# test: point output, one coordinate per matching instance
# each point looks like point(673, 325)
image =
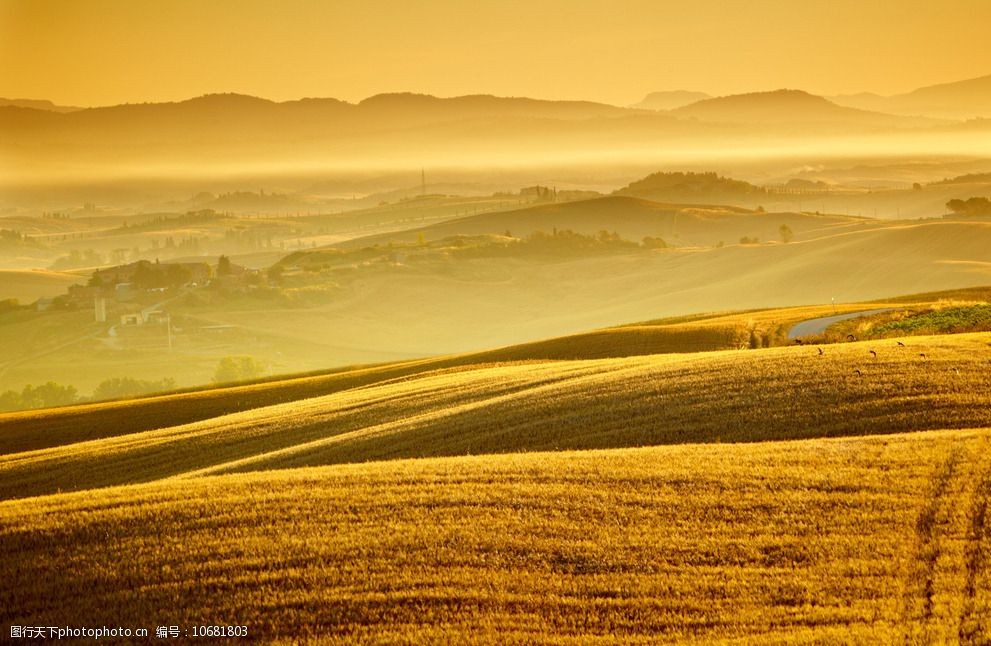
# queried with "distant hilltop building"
point(196, 272)
point(540, 192)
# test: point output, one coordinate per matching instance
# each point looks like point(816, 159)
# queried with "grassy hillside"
point(631, 217)
point(30, 430)
point(28, 286)
point(861, 540)
point(732, 396)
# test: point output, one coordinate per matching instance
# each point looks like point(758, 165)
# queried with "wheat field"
point(831, 494)
point(853, 540)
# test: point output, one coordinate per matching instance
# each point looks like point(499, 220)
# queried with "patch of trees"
point(77, 258)
point(975, 206)
point(12, 238)
point(121, 387)
point(43, 396)
point(677, 185)
point(238, 368)
point(153, 276)
point(971, 178)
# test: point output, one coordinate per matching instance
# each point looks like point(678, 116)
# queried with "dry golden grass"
point(857, 540)
point(732, 396)
point(30, 430)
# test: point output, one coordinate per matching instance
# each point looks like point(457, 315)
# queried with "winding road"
point(818, 326)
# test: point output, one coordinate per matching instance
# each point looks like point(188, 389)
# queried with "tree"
point(976, 206)
point(238, 368)
point(47, 394)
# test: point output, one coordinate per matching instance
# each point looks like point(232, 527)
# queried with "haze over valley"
point(481, 323)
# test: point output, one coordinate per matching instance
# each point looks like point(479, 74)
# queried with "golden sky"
point(99, 52)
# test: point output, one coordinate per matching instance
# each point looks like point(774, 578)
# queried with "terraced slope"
point(731, 396)
point(857, 540)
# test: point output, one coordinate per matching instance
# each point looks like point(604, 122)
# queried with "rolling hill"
point(232, 521)
point(629, 215)
point(670, 100)
point(853, 540)
point(791, 107)
point(967, 99)
point(27, 286)
point(729, 396)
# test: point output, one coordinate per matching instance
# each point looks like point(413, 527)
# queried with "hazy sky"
point(98, 52)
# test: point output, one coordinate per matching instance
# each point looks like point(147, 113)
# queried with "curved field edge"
point(776, 394)
point(855, 540)
point(36, 429)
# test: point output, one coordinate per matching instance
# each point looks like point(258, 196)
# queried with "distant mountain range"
point(670, 100)
point(790, 106)
point(235, 133)
point(37, 105)
point(959, 100)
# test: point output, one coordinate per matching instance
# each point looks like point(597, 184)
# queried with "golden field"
point(854, 540)
point(728, 396)
point(569, 491)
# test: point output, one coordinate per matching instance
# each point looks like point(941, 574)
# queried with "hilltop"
point(630, 216)
point(967, 99)
point(790, 107)
point(670, 100)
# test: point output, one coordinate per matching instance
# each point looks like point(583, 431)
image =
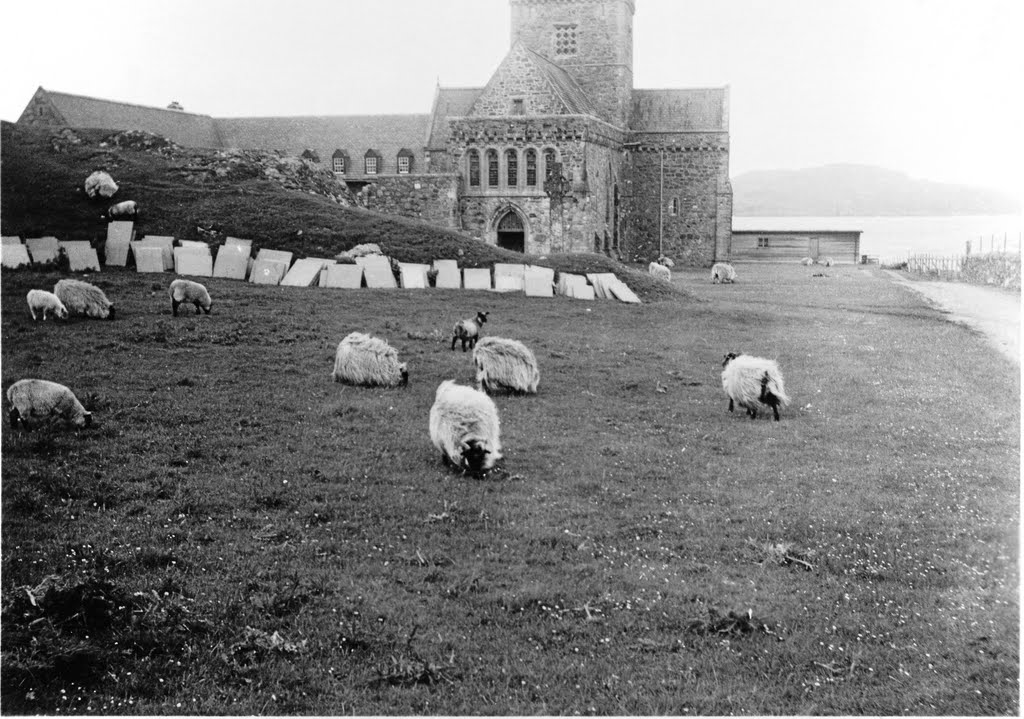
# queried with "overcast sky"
point(928, 87)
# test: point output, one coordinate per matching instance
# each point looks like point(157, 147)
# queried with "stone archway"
point(511, 233)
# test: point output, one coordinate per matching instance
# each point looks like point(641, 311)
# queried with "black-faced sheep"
point(505, 365)
point(82, 298)
point(43, 301)
point(188, 291)
point(45, 399)
point(659, 271)
point(369, 361)
point(722, 272)
point(128, 208)
point(464, 426)
point(468, 331)
point(749, 380)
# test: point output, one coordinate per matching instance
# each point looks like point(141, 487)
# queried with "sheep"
point(100, 183)
point(749, 380)
point(659, 271)
point(723, 272)
point(128, 208)
point(46, 302)
point(188, 291)
point(42, 398)
point(468, 331)
point(505, 364)
point(464, 426)
point(82, 298)
point(369, 361)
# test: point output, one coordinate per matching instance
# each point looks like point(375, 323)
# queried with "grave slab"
point(231, 262)
point(81, 259)
point(476, 279)
point(148, 259)
point(347, 277)
point(193, 261)
point(305, 272)
point(42, 249)
point(266, 271)
point(14, 255)
point(414, 276)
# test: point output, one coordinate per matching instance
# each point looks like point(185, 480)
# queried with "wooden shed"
point(793, 245)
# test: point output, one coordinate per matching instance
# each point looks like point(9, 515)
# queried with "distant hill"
point(859, 189)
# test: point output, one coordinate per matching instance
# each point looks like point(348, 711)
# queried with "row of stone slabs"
point(158, 254)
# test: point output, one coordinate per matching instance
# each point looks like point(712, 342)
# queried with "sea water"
point(893, 239)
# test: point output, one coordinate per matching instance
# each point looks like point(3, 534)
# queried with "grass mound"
point(280, 203)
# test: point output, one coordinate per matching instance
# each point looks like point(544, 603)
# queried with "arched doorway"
point(511, 234)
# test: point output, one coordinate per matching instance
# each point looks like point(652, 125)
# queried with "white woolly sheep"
point(749, 380)
point(100, 183)
point(41, 300)
point(722, 272)
point(659, 271)
point(82, 298)
point(468, 331)
point(128, 208)
point(465, 428)
point(45, 399)
point(188, 291)
point(369, 361)
point(505, 364)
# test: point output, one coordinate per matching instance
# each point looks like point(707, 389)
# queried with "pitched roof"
point(352, 133)
point(680, 111)
point(184, 128)
point(449, 102)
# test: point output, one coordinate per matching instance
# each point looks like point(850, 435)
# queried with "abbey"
point(557, 153)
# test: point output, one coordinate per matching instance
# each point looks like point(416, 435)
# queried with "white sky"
point(929, 87)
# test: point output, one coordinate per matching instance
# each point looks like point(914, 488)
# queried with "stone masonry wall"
point(696, 199)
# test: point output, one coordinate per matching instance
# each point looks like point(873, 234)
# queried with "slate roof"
point(449, 102)
point(352, 133)
point(184, 128)
point(680, 111)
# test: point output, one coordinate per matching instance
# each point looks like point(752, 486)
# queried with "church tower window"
point(492, 168)
point(511, 168)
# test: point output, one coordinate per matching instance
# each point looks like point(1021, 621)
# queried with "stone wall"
point(691, 213)
point(431, 198)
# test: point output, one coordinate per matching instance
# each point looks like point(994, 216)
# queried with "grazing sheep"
point(722, 272)
point(82, 298)
point(749, 380)
point(128, 208)
point(468, 331)
point(188, 291)
point(659, 271)
point(42, 398)
point(46, 302)
point(464, 426)
point(369, 361)
point(100, 183)
point(505, 364)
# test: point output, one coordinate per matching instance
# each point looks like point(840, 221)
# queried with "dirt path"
point(993, 311)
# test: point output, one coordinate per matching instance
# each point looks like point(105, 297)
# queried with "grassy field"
point(240, 535)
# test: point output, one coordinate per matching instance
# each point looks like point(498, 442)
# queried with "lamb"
point(128, 208)
point(46, 302)
point(722, 272)
point(369, 361)
point(749, 380)
point(659, 271)
point(464, 426)
point(505, 364)
point(468, 331)
point(100, 183)
point(188, 291)
point(82, 298)
point(42, 398)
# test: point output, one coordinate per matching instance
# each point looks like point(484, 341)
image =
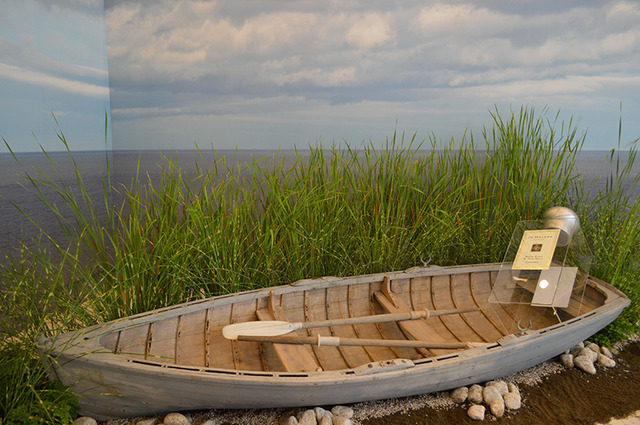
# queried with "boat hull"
point(111, 386)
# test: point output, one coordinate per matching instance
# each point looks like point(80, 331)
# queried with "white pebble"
point(497, 408)
point(586, 352)
point(341, 420)
point(513, 388)
point(475, 394)
point(308, 417)
point(606, 352)
point(567, 360)
point(152, 421)
point(584, 363)
point(490, 394)
point(476, 412)
point(575, 350)
point(501, 386)
point(594, 347)
point(320, 412)
point(512, 401)
point(459, 395)
point(176, 419)
point(606, 361)
point(343, 411)
point(326, 420)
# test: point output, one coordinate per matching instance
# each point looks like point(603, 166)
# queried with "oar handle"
point(334, 341)
point(381, 318)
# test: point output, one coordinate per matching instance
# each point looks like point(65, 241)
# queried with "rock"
point(459, 395)
point(513, 388)
point(320, 412)
point(606, 352)
point(500, 385)
point(606, 361)
point(567, 360)
point(512, 401)
point(584, 363)
point(341, 420)
point(497, 408)
point(176, 419)
point(575, 350)
point(586, 352)
point(476, 412)
point(326, 420)
point(343, 411)
point(490, 394)
point(475, 394)
point(291, 420)
point(152, 421)
point(593, 347)
point(308, 417)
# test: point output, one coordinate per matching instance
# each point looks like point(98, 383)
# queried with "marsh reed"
point(328, 211)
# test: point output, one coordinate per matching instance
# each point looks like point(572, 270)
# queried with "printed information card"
point(536, 249)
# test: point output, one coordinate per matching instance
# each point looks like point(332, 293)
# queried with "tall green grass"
point(326, 211)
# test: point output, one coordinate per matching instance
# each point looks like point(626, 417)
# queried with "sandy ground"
point(551, 395)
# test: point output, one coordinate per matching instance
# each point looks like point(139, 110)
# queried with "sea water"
point(20, 206)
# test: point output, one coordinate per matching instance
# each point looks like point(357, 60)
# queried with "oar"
point(279, 327)
point(334, 341)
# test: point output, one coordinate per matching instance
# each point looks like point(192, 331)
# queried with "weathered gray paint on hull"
point(144, 389)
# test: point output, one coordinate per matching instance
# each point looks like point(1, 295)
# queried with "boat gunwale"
point(90, 349)
point(107, 360)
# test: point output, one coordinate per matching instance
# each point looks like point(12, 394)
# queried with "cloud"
point(368, 31)
point(216, 58)
point(40, 79)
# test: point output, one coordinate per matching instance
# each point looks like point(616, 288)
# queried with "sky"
point(257, 74)
point(53, 63)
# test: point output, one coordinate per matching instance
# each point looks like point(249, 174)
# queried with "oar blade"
point(262, 328)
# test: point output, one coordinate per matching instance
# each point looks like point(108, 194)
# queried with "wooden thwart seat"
point(294, 358)
point(416, 329)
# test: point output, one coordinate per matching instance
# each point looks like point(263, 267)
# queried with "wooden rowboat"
point(177, 358)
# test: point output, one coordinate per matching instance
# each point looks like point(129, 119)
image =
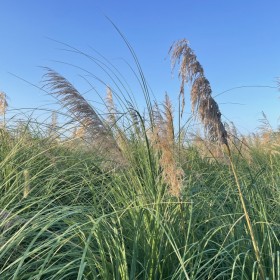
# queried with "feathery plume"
point(99, 136)
point(111, 107)
point(192, 72)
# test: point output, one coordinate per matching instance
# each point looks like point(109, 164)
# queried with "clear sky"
point(237, 42)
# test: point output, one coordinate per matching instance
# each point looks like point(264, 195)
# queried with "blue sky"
point(237, 42)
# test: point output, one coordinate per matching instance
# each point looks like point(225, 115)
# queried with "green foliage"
point(78, 222)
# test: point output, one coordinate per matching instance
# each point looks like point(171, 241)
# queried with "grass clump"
point(126, 197)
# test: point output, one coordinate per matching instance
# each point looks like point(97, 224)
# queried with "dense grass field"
point(137, 198)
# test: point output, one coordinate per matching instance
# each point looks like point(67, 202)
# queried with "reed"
point(191, 71)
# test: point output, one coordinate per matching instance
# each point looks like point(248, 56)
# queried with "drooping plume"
point(70, 98)
point(191, 72)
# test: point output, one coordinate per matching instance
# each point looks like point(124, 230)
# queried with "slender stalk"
point(247, 217)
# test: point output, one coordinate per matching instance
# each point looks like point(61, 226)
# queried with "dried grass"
point(163, 141)
point(96, 133)
point(192, 72)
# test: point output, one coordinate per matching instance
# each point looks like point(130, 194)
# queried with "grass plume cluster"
point(166, 212)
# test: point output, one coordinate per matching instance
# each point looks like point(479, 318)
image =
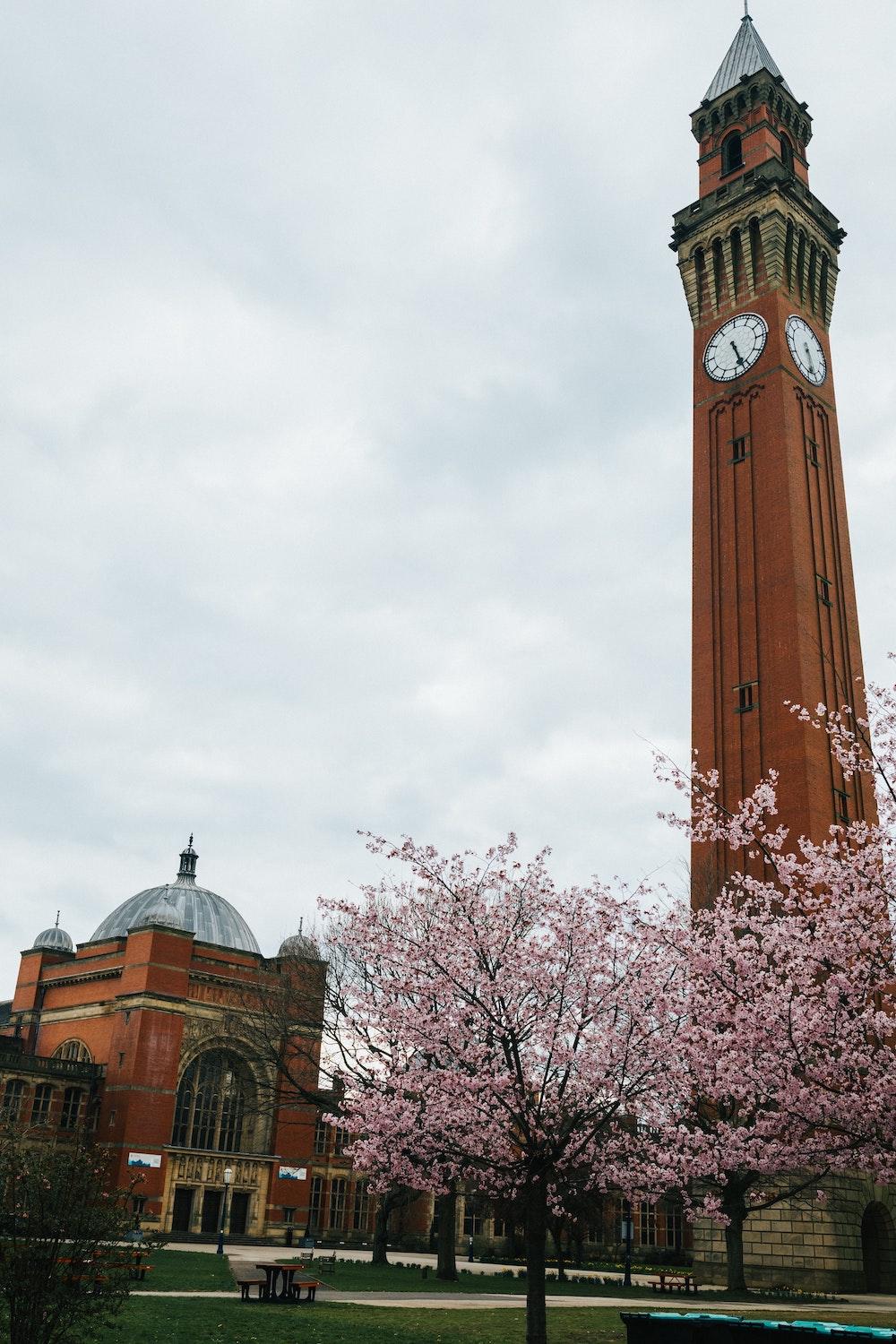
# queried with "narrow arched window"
point(786, 153)
point(214, 1096)
point(732, 153)
point(737, 263)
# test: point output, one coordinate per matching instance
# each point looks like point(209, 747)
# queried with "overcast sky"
point(347, 427)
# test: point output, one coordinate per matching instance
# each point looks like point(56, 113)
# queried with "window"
point(675, 1226)
point(72, 1099)
point(471, 1217)
point(212, 1098)
point(40, 1104)
point(841, 806)
point(13, 1098)
point(645, 1223)
point(732, 155)
point(74, 1050)
point(338, 1204)
point(786, 153)
point(360, 1212)
point(747, 696)
point(316, 1204)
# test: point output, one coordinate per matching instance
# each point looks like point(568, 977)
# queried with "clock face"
point(735, 347)
point(806, 351)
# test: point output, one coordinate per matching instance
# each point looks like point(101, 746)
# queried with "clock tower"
point(774, 602)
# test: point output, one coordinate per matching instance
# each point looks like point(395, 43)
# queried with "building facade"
point(774, 605)
point(144, 1037)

--------

* [ASSIGNED TASK] Copy nothing past the line containing "# each point looks like point(188, 389)": reproduce every line from the start of the records up to it, skipping pictures.

* [ANSWER SECTION]
# test: point output, one coordinate per matching instance
# each point looks like point(673, 325)
image =
# queried with "distant hilltop building"
point(196, 272)
point(540, 192)
# test: point output, one coordinate per matching instance
# each point looks like point(816, 159)
# queried with "grassy hillside"
point(631, 217)
point(30, 430)
point(28, 286)
point(861, 540)
point(732, 396)
# test: point output, one coordinate per matching instance
# each point looks like point(758, 165)
# queried with "wheat field"
point(831, 494)
point(853, 540)
# test: point output, one coordinate per matching instance
# each point looks like point(499, 220)
# queried with "patch of trees"
point(77, 258)
point(975, 206)
point(12, 238)
point(121, 387)
point(43, 396)
point(677, 185)
point(238, 368)
point(153, 276)
point(971, 178)
# test: point output, one coordinate per matching instance
# each point looks like point(678, 116)
# queried with "dry golden grass"
point(857, 540)
point(732, 396)
point(30, 430)
# test: point output, one coordinate per matching instance
# each point looks like point(457, 315)
# queried with "winding road"
point(818, 326)
# test: point output, one coordinate per matching instance
# each point looks like point(188, 389)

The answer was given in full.